===== SUPPLIED RECORDS =====

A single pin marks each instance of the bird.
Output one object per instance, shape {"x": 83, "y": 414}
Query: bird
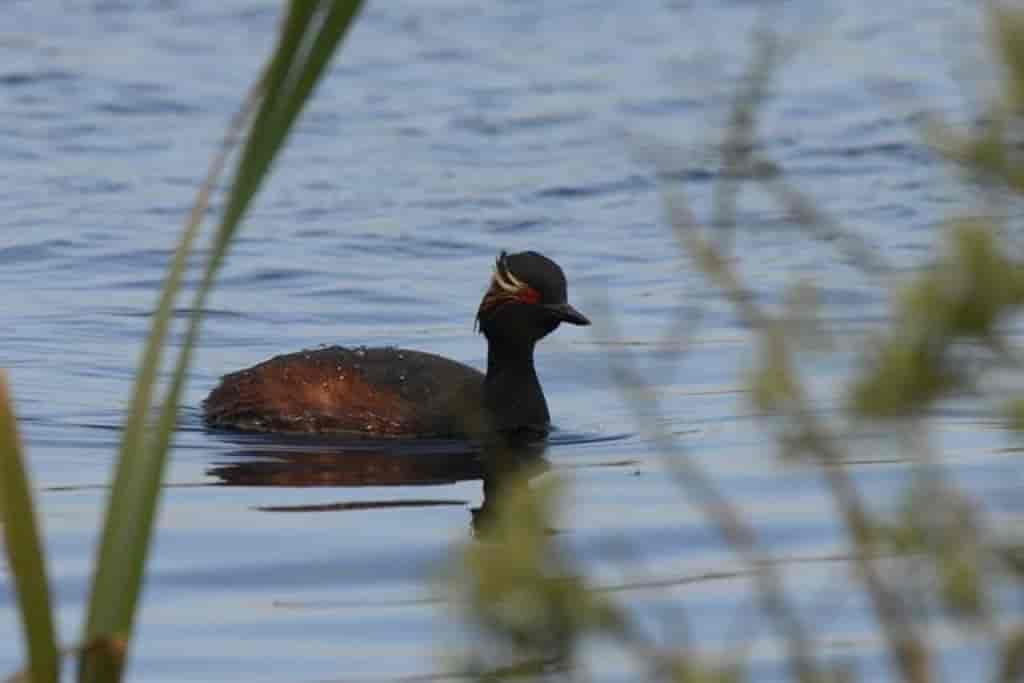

=====
===== SUPPLIED RECORDS =====

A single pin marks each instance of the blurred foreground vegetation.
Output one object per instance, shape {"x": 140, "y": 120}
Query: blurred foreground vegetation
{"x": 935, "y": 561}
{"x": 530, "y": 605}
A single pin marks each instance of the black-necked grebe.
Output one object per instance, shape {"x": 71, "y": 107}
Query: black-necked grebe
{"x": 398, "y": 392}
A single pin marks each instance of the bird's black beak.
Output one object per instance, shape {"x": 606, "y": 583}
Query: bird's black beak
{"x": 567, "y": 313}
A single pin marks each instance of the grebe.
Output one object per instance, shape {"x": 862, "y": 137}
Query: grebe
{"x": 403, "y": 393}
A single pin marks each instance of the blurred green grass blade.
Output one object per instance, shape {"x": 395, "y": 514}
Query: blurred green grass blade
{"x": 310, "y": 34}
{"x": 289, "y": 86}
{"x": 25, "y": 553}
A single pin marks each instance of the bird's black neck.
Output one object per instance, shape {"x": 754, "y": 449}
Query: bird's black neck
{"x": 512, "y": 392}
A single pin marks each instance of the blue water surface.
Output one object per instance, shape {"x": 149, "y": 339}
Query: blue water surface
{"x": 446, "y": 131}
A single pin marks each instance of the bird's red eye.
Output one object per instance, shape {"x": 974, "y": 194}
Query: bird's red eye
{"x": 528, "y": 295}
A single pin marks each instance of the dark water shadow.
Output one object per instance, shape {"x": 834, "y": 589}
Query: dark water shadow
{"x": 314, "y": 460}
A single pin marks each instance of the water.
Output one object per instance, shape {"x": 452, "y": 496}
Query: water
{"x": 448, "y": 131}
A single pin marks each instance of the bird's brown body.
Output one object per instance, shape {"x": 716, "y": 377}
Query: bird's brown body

=====
===== SUPPLIED RECORDS =====

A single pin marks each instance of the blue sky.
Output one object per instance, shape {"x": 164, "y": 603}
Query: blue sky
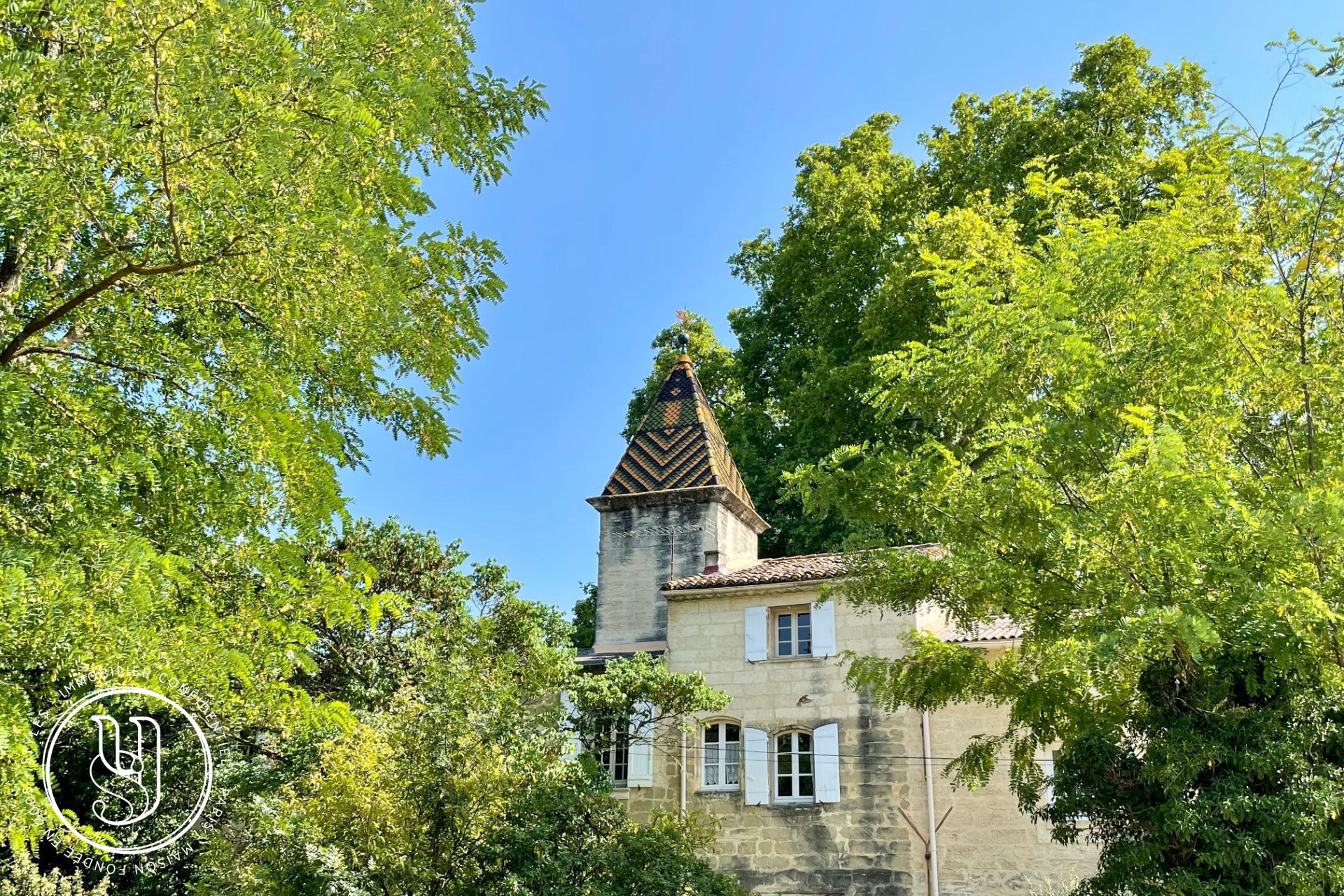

=====

TASK DIRECTIONS
Print again the lines of the entries above that fall between the line holding "A single pin marks each instance of the dark" and the line holding "Query: bird's brown body", inclusive, exactly as they stand.

SOLVED PROBLEM
A single pin marks each instance of the dark water shadow.
Output one object per instance, shape {"x": 834, "y": 589}
Query: dark water shadow
{"x": 314, "y": 460}
A single pin marks each instance of the water.
Output one object per instance, shape {"x": 452, "y": 496}
Query: water
{"x": 448, "y": 131}
A single pin marks each instance of the bird's brown body.
Output one object per instance, shape {"x": 716, "y": 377}
Query: bird's brown body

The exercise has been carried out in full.